----- GIVEN RECORDS

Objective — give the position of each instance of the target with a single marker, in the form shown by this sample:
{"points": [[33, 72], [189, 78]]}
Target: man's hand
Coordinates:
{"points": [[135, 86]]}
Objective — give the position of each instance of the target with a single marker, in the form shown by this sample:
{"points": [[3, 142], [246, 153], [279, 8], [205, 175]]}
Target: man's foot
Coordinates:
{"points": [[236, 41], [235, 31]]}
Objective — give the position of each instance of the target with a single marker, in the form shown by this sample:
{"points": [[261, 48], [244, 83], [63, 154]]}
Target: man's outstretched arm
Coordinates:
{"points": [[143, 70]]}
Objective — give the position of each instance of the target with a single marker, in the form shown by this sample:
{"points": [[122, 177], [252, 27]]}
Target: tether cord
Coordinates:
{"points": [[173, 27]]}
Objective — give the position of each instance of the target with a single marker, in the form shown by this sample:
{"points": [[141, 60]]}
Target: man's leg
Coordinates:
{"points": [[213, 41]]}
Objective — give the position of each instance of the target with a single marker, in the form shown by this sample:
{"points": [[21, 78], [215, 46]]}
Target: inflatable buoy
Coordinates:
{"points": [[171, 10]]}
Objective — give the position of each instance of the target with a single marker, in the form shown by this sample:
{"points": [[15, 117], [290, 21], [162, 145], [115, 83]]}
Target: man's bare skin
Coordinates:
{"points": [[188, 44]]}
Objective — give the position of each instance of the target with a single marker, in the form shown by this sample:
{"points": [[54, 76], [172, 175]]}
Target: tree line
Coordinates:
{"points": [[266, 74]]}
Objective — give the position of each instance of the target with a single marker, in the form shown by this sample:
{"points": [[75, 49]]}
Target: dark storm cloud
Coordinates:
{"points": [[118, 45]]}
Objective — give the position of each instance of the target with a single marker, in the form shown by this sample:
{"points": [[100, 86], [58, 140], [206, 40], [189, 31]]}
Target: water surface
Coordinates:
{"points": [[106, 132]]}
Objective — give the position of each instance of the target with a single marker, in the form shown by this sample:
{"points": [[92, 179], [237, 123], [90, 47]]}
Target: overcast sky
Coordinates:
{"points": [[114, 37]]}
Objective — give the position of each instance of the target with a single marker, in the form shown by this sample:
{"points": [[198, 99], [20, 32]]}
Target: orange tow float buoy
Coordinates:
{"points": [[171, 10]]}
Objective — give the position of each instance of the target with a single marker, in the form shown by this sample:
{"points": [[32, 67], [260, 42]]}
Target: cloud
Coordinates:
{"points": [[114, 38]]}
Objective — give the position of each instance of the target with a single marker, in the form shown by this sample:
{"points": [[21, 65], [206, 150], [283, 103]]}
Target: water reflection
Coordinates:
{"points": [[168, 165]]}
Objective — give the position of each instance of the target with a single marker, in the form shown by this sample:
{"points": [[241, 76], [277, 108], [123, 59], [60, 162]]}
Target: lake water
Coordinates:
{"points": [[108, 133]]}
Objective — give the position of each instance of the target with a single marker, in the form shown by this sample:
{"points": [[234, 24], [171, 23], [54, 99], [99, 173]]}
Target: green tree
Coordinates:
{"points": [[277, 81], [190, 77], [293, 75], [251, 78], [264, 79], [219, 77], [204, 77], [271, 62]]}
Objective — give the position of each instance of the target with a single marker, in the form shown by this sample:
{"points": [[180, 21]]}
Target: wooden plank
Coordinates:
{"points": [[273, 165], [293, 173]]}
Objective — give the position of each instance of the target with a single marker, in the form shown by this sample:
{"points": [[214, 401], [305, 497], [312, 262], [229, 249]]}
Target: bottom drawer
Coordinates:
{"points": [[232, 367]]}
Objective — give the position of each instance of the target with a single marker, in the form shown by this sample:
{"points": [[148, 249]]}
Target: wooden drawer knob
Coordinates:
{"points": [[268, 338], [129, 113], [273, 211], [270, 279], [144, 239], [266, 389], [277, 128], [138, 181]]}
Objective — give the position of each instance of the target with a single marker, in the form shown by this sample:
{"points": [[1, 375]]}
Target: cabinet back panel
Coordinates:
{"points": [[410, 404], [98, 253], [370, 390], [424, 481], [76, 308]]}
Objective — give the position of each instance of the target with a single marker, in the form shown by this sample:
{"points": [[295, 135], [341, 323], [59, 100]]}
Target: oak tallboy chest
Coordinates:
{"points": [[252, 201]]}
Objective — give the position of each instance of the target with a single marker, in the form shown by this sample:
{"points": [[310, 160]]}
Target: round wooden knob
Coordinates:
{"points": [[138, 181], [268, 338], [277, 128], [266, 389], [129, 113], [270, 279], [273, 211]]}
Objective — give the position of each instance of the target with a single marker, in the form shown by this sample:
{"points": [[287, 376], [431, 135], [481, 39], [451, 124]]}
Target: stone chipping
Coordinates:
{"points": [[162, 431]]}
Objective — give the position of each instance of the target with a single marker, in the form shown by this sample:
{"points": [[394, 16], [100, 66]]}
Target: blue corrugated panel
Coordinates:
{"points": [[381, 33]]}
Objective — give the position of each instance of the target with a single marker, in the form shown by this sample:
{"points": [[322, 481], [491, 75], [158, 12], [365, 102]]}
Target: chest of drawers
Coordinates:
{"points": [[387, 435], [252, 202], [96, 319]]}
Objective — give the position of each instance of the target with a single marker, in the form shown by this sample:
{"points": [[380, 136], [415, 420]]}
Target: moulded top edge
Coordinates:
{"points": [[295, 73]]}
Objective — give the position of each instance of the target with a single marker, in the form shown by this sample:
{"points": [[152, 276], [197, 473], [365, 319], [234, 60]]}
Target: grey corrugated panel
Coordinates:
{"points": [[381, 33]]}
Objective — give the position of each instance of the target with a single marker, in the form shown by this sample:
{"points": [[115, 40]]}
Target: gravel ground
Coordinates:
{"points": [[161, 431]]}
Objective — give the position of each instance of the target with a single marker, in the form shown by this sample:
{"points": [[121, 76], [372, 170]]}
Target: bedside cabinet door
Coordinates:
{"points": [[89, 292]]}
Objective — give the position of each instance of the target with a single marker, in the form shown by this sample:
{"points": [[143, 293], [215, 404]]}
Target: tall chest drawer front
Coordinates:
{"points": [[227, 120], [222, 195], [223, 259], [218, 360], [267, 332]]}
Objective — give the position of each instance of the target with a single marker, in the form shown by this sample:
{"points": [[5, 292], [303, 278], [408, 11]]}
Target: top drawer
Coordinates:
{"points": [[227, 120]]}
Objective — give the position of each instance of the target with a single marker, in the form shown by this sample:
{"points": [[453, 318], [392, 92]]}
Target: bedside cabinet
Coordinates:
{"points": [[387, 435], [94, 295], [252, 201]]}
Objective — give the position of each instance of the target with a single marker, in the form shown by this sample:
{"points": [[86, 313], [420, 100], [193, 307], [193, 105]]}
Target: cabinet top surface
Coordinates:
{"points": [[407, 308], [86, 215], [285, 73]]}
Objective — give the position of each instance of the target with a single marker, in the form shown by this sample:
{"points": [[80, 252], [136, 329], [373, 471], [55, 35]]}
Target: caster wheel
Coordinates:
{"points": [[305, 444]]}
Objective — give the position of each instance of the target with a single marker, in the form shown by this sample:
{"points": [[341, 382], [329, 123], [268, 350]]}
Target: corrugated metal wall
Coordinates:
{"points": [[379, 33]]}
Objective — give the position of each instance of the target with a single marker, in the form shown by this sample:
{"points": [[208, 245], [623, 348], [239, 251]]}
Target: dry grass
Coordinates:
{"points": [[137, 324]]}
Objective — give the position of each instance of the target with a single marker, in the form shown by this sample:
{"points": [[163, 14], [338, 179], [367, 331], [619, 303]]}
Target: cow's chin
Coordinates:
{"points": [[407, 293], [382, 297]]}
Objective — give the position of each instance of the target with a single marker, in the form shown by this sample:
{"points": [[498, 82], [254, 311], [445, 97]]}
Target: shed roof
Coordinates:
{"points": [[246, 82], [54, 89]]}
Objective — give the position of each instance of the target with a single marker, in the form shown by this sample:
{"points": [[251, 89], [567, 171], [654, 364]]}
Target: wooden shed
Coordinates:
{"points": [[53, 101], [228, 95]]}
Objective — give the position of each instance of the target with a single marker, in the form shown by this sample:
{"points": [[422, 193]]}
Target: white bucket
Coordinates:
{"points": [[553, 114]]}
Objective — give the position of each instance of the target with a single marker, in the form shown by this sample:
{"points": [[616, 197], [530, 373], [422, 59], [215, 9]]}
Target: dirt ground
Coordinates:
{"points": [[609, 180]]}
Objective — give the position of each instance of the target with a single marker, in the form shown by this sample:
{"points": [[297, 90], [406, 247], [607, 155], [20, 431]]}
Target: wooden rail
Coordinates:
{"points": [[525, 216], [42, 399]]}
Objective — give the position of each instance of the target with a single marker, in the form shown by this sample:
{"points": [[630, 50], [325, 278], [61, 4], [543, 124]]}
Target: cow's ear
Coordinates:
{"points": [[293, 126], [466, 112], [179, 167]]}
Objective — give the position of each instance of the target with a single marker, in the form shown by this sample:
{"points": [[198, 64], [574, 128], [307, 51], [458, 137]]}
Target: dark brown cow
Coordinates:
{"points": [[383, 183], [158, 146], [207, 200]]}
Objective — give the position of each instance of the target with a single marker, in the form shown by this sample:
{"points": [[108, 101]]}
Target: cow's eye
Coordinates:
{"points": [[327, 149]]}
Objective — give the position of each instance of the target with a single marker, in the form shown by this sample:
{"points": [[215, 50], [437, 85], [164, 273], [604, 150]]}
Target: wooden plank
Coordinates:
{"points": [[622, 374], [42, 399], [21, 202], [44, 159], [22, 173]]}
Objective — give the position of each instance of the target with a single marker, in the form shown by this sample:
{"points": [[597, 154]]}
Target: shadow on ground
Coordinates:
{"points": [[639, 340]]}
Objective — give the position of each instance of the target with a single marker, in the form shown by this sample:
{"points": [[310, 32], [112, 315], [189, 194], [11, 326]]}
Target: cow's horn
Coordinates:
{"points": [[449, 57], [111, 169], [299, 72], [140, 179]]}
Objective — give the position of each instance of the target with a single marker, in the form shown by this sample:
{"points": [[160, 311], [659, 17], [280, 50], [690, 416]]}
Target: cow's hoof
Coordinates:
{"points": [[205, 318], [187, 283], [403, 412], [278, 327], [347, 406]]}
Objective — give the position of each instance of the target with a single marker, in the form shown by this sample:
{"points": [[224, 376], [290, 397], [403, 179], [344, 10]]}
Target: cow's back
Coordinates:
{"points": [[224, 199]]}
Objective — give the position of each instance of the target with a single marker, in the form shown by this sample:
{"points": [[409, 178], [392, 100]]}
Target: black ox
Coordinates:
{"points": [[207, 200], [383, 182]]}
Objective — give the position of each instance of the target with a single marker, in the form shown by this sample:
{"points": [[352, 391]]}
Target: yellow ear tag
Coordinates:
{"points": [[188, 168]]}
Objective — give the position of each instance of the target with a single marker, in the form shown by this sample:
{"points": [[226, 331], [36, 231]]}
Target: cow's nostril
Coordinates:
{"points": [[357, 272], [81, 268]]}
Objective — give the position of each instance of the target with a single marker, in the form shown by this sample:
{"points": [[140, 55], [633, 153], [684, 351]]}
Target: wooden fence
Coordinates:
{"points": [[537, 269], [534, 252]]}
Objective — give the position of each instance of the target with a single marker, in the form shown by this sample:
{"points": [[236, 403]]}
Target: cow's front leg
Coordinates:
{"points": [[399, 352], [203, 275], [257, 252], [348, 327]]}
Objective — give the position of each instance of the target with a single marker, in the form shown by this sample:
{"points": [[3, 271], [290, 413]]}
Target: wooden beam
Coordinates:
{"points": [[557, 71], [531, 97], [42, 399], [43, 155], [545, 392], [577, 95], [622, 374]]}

----------

» **GOAL OF THE EXERCISE**
Tally the lines of data above that contain the string "corrugated", treating case as significant, and give only the number.

» **OUTPUT OF THE EXERCISE**
3